◆ **What the exercise asks**: Please print every row below word for word, leaving the pictures out.
-- Begin Task data --
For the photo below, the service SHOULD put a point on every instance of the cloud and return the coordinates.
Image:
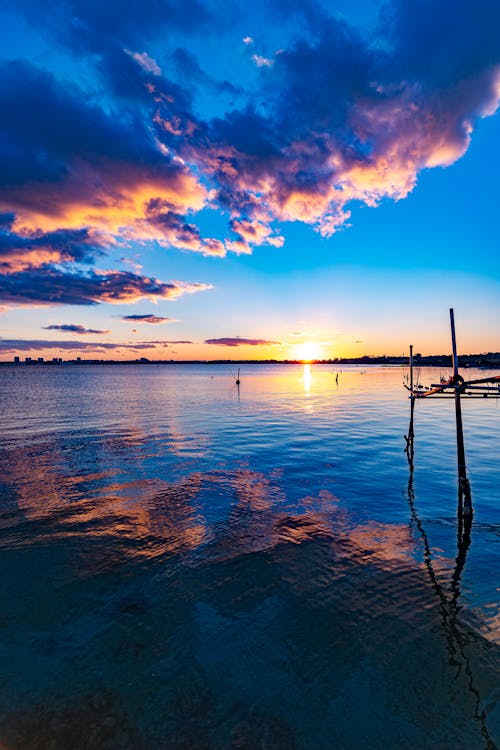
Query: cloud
(238, 341)
(72, 328)
(52, 286)
(146, 62)
(341, 116)
(81, 166)
(262, 62)
(27, 249)
(147, 318)
(165, 342)
(28, 345)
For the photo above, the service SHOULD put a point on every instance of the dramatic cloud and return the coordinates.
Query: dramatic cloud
(148, 318)
(51, 286)
(72, 328)
(335, 117)
(26, 249)
(238, 341)
(27, 345)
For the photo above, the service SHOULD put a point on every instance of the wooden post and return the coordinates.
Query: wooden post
(464, 494)
(411, 369)
(409, 438)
-- End Task data --
◆ **Correct output**:
For the photo below, the service SHOULD put a point on every instance of the cloud and return the coordinates.
Image:
Query: cloud
(238, 341)
(72, 328)
(52, 286)
(146, 62)
(341, 116)
(81, 166)
(262, 62)
(27, 249)
(147, 318)
(165, 342)
(28, 345)
For the photo above, the service SHOULD put a point on every instance of the dramatic cloud and return the coordinates.
Query: dramatic cloud
(148, 318)
(51, 286)
(72, 328)
(335, 117)
(26, 249)
(238, 341)
(27, 345)
For the photo above, the service SHOULD put a point on every instance of the wooden post and return the coordinates.
Query: wooden post
(464, 494)
(411, 369)
(409, 438)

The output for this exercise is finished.